**TASK TO CARRY OUT:**
All the data must be output exactly as given.

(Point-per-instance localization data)
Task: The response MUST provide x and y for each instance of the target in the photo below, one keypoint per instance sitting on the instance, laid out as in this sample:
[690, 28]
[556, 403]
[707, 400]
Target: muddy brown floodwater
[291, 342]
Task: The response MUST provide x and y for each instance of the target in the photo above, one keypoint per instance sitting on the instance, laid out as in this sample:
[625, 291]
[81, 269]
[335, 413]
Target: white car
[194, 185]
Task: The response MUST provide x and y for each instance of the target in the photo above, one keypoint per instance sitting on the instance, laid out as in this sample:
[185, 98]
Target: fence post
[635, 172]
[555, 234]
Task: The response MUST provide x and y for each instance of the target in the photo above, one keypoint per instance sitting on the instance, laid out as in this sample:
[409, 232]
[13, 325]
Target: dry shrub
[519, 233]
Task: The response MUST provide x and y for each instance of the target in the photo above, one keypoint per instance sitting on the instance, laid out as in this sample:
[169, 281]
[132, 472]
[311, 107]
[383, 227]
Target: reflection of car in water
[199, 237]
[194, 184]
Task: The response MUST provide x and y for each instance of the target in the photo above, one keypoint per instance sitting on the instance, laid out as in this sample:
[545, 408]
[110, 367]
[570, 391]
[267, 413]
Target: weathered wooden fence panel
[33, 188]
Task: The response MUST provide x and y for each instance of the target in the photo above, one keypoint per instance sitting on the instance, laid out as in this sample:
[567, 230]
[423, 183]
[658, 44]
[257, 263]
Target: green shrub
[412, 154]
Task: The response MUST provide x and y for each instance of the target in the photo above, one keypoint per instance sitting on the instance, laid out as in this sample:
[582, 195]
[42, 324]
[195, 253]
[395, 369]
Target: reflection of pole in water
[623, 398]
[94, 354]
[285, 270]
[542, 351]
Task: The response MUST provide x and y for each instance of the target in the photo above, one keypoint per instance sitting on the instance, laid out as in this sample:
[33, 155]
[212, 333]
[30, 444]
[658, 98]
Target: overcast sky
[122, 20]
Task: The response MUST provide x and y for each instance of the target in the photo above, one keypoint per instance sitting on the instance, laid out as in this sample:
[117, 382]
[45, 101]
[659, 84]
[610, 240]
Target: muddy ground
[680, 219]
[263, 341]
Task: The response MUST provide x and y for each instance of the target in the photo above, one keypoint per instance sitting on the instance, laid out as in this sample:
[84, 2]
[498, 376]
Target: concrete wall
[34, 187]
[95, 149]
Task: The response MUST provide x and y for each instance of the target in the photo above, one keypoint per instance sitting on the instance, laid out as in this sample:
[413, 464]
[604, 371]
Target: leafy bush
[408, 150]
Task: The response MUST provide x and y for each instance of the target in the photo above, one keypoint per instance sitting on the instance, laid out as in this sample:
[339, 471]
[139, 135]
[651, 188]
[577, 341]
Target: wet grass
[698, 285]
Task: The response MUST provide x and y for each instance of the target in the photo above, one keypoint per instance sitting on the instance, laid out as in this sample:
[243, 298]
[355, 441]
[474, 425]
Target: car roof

**RESPONSE TO THE EXERCISE:**
Task: The response MUST provide x and y for each instance of the target in the photo below, one keypoint per instance sitting on the instance, laid out as in this sample:
[690, 28]
[556, 403]
[707, 400]
Target: muddy brown floodwater
[291, 342]
Task: The response MUST provide x and y for each instance of the target in the photo above, one keypoint per instance sitting on the instance, laid out as in this sample:
[625, 291]
[81, 269]
[335, 413]
Target: white car
[194, 185]
Task: The response MUST provide x and y for each instance of the target in the photo above, one keypoint per instance sitting on the instance, laid out as in this sample:
[185, 98]
Target: fence post
[635, 172]
[555, 234]
Task: The response MUST provide x and y for each instance of the target in the photo above, one keypoint per instance sitting on the instance, laid out as in this sample:
[409, 232]
[13, 325]
Target: dry shrub
[519, 233]
Task: The response MUST provide x and y for each instance of the target in the photo above, one keypoint per instance sitting on the instance, laid out as in this sample:
[169, 281]
[132, 472]
[311, 107]
[383, 227]
Target: reflection of car in water
[199, 237]
[194, 184]
Task: The response MUST provide x and y for each instance of the target in the photo above, one keypoint per instance sitting on the instance, laid out as in this sample:
[545, 408]
[110, 367]
[570, 391]
[267, 413]
Target: weathered wooden fence panel
[33, 188]
Task: The response MUST provide x and y for each instance of the target in the photo above, one keypoint per instance sitting on the instance, laid out as in this sample:
[567, 230]
[423, 183]
[658, 44]
[257, 263]
Target: green shrub
[412, 154]
Task: The response MUST provide x and y for each instance of the target in the photo above, one keypoint per instance sitting on the instance, laid out as in this sample:
[582, 195]
[42, 324]
[195, 253]
[395, 369]
Target: reflection of pole in water
[623, 398]
[94, 354]
[285, 270]
[542, 351]
Task: The response MUST provide x and y for each instance of the target in the photo above, one keypoint per instance sitting on the instance, laid out as in this sample:
[33, 155]
[212, 333]
[30, 444]
[658, 98]
Target: overcast sky
[122, 20]
Task: The response MUST provide x and y for each instance of the target in the photo above, one keypoint per instance sitting on the instance, laid out as in this sample:
[117, 382]
[45, 101]
[659, 84]
[610, 240]
Target: muddy ground
[680, 219]
[263, 341]
Task: The response MUST provide x and y for each instance of the target in the photo above, one keypoint per instance sitting on the instance, laid out as in this sample:
[84, 2]
[498, 376]
Target: concrete wall
[34, 187]
[95, 149]
Task: The response MUST provide x and y for each instance of the target in the photo above, one keypoint per instance sitting on the instance, laid out as in this sample:
[413, 464]
[604, 371]
Target: leafy bush
[408, 150]
Task: The response MUST provide x and y for each instance of the target in the photo above, one keypoint per instance sitting on the instance, laid out as in this sample:
[339, 471]
[139, 135]
[651, 188]
[577, 341]
Target: wet grass
[698, 285]
Task: The response MUST provide x and y for each instance of the target in the photo above, one keypoint per instance sitting on the instance, laid out as in this sample:
[243, 298]
[355, 441]
[474, 425]
Target: car roof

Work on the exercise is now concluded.